DATA SHOWN >>
□ □ □ □

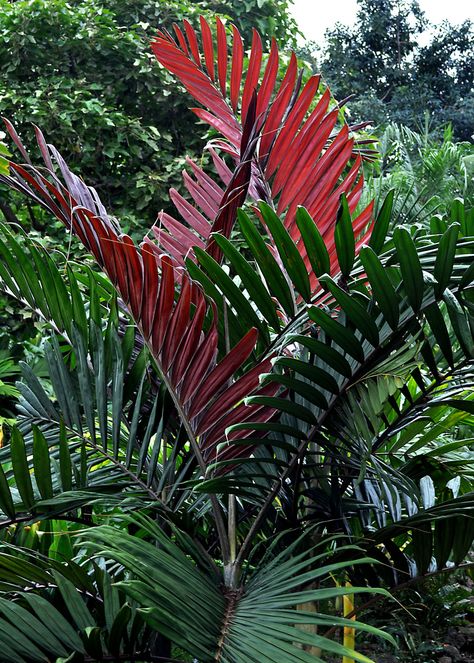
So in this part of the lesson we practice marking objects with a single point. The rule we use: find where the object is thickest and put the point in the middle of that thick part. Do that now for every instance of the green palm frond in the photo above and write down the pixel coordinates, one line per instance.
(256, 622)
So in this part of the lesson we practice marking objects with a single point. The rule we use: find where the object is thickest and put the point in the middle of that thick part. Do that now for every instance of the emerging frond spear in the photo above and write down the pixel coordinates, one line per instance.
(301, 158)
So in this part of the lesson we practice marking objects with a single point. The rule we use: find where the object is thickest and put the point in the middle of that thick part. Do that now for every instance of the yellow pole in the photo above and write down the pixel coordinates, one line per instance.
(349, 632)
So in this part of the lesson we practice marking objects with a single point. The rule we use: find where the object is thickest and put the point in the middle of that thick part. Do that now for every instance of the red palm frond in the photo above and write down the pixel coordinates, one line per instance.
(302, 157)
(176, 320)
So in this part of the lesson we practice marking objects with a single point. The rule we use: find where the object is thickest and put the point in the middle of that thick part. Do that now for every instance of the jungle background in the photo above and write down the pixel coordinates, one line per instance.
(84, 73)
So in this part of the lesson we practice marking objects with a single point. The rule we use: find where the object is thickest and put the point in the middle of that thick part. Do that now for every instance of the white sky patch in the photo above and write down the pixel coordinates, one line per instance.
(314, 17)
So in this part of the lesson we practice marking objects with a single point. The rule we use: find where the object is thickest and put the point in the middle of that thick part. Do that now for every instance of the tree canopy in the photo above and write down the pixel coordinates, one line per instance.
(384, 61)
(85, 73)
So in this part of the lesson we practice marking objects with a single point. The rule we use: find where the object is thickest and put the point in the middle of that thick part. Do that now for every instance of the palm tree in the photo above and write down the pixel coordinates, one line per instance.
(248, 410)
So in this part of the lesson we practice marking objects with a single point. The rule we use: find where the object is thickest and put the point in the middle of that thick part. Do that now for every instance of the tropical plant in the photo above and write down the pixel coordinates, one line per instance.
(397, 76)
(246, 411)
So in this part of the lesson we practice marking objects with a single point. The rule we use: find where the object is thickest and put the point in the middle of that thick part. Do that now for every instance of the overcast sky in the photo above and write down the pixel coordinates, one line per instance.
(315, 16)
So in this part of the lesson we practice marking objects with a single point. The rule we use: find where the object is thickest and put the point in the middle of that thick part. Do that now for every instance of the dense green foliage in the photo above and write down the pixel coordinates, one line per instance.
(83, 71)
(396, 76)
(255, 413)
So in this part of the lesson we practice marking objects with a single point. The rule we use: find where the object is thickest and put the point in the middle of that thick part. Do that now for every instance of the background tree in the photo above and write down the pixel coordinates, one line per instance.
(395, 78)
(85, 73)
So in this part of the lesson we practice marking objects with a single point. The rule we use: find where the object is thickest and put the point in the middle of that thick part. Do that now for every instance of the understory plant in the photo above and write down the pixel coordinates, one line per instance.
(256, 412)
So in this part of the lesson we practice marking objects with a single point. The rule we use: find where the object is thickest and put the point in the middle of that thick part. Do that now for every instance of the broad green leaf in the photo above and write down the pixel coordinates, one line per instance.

□ □ □ □

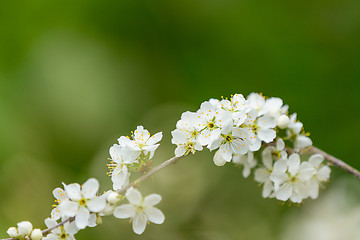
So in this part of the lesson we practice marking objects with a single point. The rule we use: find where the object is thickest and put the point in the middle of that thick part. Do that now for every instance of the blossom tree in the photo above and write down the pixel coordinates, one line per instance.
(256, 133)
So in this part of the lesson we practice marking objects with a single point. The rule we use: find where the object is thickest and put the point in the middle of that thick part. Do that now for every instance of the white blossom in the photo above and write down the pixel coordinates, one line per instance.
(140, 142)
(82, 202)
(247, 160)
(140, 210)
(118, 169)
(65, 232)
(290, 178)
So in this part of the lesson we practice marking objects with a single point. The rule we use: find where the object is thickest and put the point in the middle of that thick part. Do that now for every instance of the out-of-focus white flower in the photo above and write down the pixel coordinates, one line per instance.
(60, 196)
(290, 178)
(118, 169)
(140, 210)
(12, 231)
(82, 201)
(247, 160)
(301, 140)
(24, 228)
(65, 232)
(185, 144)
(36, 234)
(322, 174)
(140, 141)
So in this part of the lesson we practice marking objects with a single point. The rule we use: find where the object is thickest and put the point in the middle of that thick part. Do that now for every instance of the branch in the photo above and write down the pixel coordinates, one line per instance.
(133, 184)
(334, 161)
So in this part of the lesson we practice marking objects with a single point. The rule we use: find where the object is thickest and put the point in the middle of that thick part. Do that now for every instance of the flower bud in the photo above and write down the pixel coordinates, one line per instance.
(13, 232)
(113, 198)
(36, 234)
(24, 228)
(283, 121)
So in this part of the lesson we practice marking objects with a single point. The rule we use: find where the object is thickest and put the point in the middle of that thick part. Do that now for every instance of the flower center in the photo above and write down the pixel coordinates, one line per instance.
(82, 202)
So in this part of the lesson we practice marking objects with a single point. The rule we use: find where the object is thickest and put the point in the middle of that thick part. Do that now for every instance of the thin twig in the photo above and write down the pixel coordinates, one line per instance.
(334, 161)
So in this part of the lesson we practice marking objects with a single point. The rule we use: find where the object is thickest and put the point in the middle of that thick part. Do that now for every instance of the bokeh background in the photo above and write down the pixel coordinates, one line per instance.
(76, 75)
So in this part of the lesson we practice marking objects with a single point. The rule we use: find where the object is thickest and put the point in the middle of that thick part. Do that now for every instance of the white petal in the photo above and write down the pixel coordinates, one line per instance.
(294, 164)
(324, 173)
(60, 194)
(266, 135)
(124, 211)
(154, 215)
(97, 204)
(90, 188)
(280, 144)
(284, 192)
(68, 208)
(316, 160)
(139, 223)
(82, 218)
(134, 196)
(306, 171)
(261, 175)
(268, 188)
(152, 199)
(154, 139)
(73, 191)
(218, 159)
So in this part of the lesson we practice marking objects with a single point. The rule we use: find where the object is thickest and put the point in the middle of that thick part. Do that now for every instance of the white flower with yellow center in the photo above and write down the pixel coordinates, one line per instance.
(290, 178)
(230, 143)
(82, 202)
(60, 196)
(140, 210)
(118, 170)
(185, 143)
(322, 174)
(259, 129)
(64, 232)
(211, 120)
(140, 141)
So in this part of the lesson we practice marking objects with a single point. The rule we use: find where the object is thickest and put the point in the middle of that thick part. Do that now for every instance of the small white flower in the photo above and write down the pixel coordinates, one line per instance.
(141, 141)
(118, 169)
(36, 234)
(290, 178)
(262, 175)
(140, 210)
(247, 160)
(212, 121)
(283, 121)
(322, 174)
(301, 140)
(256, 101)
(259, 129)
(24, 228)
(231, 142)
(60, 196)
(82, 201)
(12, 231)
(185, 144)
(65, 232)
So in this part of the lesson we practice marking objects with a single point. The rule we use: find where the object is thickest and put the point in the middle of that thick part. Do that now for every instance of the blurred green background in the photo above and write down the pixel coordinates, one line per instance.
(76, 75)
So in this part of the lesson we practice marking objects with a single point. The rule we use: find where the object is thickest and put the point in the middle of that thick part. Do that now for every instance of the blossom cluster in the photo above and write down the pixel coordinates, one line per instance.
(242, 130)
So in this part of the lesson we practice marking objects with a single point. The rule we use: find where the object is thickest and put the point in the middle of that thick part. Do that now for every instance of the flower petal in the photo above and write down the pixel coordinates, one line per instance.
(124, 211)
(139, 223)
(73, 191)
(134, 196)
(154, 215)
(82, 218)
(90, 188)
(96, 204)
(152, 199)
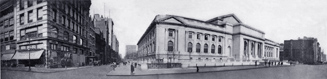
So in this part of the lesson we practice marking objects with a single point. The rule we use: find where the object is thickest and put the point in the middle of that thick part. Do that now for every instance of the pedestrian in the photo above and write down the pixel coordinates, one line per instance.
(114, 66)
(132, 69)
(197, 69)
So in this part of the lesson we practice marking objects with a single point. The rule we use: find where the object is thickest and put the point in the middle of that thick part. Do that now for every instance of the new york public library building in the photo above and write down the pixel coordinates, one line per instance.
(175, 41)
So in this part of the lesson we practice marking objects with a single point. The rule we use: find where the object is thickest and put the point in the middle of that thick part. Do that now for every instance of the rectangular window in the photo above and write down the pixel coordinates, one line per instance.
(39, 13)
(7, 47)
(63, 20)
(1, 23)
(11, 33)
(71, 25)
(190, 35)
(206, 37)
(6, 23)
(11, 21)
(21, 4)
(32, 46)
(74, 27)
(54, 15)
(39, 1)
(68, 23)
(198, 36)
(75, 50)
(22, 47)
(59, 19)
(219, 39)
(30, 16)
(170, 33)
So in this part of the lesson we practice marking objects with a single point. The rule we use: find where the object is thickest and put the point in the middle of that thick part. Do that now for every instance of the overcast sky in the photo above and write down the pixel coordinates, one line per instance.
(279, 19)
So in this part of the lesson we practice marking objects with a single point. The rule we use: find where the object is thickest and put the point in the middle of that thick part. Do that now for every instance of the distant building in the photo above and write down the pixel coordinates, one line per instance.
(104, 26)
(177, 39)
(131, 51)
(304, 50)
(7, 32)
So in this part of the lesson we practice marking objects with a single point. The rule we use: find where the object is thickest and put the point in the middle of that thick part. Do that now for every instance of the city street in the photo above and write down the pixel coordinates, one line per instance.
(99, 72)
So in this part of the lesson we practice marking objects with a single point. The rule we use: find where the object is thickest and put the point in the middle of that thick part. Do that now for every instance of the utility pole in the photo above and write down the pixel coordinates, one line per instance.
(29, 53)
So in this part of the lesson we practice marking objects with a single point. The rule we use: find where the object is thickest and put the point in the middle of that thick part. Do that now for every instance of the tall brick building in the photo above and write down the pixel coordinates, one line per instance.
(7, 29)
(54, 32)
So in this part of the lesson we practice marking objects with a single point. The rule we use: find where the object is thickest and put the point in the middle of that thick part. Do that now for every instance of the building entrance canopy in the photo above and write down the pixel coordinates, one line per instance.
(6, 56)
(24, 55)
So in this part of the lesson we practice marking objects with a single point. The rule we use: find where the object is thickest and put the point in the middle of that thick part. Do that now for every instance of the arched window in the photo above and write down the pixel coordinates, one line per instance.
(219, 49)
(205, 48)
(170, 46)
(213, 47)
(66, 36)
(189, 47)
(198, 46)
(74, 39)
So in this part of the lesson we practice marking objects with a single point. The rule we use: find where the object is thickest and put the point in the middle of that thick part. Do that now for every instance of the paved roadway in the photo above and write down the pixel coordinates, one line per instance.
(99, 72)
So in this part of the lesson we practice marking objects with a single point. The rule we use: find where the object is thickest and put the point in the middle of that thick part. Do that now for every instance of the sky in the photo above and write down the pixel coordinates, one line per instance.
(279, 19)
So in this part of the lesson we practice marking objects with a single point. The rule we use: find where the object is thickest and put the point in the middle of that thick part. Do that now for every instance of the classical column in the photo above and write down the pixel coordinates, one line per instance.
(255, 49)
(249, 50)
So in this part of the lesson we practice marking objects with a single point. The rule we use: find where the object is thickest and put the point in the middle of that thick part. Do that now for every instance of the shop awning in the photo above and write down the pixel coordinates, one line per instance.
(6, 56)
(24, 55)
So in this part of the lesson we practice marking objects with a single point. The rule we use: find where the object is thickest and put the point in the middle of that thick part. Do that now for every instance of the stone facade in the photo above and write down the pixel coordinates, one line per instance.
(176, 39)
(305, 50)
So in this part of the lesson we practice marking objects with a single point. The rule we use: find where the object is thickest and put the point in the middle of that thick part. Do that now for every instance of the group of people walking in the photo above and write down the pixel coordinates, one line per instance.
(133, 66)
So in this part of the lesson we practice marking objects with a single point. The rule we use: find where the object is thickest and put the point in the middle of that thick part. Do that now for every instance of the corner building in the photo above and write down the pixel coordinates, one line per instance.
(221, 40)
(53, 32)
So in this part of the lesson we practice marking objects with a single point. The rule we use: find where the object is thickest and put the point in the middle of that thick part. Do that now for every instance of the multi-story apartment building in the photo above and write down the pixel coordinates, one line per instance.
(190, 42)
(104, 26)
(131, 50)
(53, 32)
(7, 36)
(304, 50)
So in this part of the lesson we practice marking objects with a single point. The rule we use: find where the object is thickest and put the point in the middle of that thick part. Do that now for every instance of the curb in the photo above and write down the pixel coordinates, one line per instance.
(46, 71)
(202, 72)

□ □ □ □

Find every line above that contains the word "curb" and copy each one in full. Case counts, so match only that exact capitalization.

EXERCISE OUTPUT >>
So in this part of the lesson we practice marking objects with a single point. The rule we use: find where the object is thickest and put the point in the middle of that thick part. Do that now for every instance of the curb in the photo above and write down the pixel coordinates, one line per instance.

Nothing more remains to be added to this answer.